* [DOCUMENT SECTION]:
Ottens needs only to speak to the instigators of the current regime in power in Kiev to quickly learn that Putin’s regime was never very tempting. Quite to the contrary, if Western Ukrainians were already Russophobic, it was Crimeans and East Ukrainians who became far more pro-Russian with the current crisis.
But lets face the argument’s validity head on: when a state intervenes, it does so to defend the interests of the citizens it represents, no one else’s.
4. “Putin had appeared to warm to the fantasies of the likes of Dugin”
This is another meme that deserves to be disproven since it is another Western lazy myth. Putin is a politician and does not follow any one person’s advice unconditionally. Aleksandr Dugin himself seems anything but Kremlin’s favourite these days. Most importantly, Dugin advises autarky and strategic counter-balancing of both the West and China. This Putin has acted against time and again: by collaborating with NATO on AfPak, with the West on Iran, by siding with China against the West, etc. By contrast Dugin would’ve preferred an alliance with Germany, Iran and Japan against both China and America. Oddly enough, Western mainstream media analysis resembles something more akin to FOX News or Russian media these days, which is ironic given its strong pride in objectivity.
5. Ottens goes on to accuse Russia of crony capitalism and claiming Moscow’s stance on Ukraine is a way for Putin to shore up the support of the working classes. Yet, Putin’s Russia always reacts to any perceived threat – be it in Chechnya, Georgia or Ukraine – regardless of who is voting for Putin at any particular moment.
I would suggest Nick Ottens applies the same analysis instead to the West, whose Liberal post-modern elites persist in mobilizing the limited resources of their respective nations, to serve the interests of the limitless, universalistic, radical and autistic project of converting the planet to the mantra of Western liberal democracy.
Only this tremendous bias could possibly justify Western obsession with a territory it is barely connected with or thinly depends on. Western obsession with Ukraine is ideologically corrupt – no other conflict deserves as much Western attention under the justification of the same declared principles – but most of all it is incommensurately strategically incompetent.
Shortly after the fall of the Berlin Wall, President George H. W. Bush hailed the coming of what he called the ‘new order’. This new order was ambiguously interpreted throughout the globe: whereas in the Third and Second Worlds, it meant only the end of the bipolar geopolitical system, in the West it meant something else entirely. For Europeans and Americans the new order was a post-modern one and globalization was its hallmark. ‘Peace through democracy’ and ‘democracy through trade’ were the rallying cries of all those who, in their Fukuyama moment, saw the ‘end of history’ and the ultimate triumph of Western values, as Mankind’s normative synthesis for future prosperity. This civilisational pride would result in a number of ideological trends in all fields of human endeavor, from economic neo-liberalism or religious agnosticism to foreign policy universalist doctrines such as liberal and conservative interventionism.

* [REQUIRED TASKS]:
• A. From the Ukraine commentary, list every place named where Putin's Russia is said to react to a perceived threat.
• B. Please answer these questions using the Ukraine commentary, one answer per line.
(i) Which groups does it say became far more pro-Russian with the current crisis?
(ii) Who hailed the coming of the 'new order' shortly after the fall of the Berlin Wall?
(iii) What two things does it say Dugin advises?
• C. Write the next part of the Ukraine commentary, picking up after its final sentence.

* [DATASET EXCERPTS]:
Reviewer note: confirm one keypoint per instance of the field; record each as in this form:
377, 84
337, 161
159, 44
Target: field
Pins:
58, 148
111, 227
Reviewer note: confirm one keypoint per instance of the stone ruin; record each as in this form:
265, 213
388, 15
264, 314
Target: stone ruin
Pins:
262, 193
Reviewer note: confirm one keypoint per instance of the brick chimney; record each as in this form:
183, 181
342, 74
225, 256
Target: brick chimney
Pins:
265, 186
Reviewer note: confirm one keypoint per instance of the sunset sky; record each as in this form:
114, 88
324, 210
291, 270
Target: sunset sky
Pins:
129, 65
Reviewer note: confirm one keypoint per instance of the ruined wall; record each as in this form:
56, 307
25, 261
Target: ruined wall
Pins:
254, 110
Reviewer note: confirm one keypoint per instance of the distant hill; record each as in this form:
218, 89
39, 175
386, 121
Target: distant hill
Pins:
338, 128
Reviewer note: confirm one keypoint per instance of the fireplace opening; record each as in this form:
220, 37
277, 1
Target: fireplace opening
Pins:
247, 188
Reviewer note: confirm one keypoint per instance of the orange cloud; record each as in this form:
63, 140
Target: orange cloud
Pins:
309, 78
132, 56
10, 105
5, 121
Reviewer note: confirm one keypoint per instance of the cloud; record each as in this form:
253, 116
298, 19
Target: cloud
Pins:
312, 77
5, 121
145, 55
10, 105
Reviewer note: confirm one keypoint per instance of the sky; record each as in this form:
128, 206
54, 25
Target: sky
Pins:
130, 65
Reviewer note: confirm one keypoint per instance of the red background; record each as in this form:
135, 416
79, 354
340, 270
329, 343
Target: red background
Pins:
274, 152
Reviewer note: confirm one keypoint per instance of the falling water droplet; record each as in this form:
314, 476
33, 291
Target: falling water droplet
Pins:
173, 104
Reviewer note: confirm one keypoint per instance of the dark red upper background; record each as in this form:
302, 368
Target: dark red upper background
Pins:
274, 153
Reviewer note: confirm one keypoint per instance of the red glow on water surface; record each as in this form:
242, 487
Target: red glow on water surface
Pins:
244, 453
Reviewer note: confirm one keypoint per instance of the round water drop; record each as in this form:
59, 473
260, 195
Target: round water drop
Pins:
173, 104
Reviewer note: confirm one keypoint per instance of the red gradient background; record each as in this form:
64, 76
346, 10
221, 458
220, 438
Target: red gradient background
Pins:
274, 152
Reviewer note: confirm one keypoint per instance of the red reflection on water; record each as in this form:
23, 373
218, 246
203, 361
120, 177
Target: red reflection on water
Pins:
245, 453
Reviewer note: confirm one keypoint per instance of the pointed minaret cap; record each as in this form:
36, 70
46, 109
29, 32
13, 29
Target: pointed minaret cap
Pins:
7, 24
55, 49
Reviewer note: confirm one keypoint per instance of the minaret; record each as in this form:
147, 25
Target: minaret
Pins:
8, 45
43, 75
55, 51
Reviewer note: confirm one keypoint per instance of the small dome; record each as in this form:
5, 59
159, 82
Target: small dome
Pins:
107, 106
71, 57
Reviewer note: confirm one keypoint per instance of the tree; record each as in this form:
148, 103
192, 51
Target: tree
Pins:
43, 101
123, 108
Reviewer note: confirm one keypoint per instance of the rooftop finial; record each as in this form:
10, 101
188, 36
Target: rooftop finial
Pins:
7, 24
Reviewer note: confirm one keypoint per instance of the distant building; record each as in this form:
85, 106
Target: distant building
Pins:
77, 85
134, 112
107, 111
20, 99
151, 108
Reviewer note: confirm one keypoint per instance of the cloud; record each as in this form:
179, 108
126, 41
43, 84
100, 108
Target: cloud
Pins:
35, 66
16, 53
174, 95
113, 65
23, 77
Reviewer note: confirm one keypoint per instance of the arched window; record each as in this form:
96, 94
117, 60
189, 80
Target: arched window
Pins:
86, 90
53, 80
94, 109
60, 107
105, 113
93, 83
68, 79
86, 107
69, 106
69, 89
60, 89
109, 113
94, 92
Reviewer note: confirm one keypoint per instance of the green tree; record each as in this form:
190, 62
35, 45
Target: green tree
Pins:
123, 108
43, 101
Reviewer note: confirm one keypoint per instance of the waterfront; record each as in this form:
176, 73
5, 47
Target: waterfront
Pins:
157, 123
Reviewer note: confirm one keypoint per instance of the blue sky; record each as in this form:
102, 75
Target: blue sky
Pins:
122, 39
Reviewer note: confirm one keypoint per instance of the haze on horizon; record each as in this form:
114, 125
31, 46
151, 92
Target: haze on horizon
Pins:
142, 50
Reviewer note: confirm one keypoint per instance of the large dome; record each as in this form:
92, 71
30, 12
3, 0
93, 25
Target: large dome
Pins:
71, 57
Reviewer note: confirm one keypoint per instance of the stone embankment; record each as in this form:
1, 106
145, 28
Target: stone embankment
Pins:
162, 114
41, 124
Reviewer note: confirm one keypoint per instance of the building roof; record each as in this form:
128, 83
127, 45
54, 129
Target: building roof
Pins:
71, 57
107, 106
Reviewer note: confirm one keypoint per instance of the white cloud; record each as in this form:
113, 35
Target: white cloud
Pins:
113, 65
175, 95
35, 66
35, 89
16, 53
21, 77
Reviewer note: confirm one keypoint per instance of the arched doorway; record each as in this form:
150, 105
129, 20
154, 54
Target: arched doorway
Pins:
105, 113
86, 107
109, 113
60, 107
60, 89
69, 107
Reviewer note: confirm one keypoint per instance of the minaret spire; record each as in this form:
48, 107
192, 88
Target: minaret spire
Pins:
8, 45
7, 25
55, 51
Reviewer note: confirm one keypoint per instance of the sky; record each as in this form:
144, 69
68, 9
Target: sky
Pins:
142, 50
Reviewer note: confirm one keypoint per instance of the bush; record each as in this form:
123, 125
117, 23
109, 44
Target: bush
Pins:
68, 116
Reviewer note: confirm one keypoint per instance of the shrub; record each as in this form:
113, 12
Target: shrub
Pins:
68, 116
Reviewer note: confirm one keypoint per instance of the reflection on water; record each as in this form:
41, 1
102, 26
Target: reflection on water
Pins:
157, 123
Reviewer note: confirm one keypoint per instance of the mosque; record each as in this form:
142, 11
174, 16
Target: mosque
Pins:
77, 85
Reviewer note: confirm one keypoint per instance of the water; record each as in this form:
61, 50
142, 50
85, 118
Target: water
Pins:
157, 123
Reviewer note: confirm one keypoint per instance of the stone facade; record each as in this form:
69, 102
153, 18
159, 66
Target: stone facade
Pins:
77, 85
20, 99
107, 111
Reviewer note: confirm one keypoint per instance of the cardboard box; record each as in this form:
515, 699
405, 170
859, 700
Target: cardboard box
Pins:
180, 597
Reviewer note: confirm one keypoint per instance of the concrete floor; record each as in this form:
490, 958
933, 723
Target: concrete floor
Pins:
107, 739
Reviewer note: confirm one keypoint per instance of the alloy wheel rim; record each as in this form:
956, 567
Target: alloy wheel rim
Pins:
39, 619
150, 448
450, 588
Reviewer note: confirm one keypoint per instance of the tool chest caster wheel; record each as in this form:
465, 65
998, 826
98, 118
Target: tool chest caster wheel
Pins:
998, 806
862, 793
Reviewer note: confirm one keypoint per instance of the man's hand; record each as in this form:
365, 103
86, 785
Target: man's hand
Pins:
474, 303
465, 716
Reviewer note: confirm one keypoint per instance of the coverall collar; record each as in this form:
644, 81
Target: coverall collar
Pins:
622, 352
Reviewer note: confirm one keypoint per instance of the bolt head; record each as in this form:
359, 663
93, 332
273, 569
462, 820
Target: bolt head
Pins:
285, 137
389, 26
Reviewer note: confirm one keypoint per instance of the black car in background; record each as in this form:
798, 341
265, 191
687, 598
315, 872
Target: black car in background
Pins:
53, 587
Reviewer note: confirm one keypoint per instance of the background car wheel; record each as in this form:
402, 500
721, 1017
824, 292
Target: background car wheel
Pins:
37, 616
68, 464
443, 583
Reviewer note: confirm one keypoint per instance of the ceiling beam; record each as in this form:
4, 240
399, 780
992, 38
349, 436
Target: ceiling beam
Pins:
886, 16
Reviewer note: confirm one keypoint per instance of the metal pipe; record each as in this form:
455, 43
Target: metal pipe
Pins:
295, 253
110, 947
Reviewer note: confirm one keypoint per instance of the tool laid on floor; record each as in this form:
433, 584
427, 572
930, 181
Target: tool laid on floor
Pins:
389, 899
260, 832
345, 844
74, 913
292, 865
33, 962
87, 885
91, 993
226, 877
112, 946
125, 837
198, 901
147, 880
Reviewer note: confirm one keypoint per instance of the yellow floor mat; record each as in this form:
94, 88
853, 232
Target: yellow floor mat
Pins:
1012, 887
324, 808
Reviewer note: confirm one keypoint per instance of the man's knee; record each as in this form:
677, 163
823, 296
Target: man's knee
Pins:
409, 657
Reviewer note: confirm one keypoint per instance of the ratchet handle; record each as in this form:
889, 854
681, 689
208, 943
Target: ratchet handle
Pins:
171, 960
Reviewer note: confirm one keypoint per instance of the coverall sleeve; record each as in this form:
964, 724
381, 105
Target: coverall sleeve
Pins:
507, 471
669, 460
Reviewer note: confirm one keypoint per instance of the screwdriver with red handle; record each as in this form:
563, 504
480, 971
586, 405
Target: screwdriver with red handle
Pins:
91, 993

* [THE RESPONSES]:
• A. Chechnya, Georgia, Ukraine

• B.
(i) Crimeans and East Ukrainians
(ii) President George H. W. Bush
(iii) Autarky and strategic counter-balancing of both the West and China

• C.
Politics was now perceived as corrupt and obsolete following the end of the ideological blocs, thus giving way to the age of the NGO. Unlike such predecessors as the ICRC, the new NGOs aimed not at operating under the scope of the state – making up for its shortfalls – but rather at replacing it: Amnesty International, Human Rights Watch or Greenpeace are critical of state action and seek to mobilize the civil society into realizing autonomously their view of the ‘good society’. Hugo Slim describes this vision as consisting of the full implementation of rule of law, democratic political practices, freedom of speech, equality of gender, sustainable development, respect for the rights of women and children as well as pacifism.
Thanks to this politique engagée, state responsibilities previously seen as foundational and primary are now neglected. ‘Democratic peace theory’ empties the once absolute need for ‘manu militari’ for instance and politicians find it difficult to justify military spending in a world where inter-state conflict is taboo and asymmetric threats are described as ‘strategic’. Security has throughout history been the state’s foremost function with the very definition of secular power being authority over the military, but social programmes have taken its place without concern for the foundations of the modern state – in Iraq, Coalition forces paid a heavy price for daring to put development before security. Therefore we can also conclude that the western citizenry understands military action only IF it serves a moral cause and, according to the vision of such constructivist authors as Slaughter or Ikenberry, consequently soldiers are no longer soldiers but are instead painted as social workers, they exist not to defend interests but to build states and nations, they altruistically fight for the rights of others not for ours, warfare is not enemy centric but population centric, ‘responsibility to protect’ trumps ‘national security’.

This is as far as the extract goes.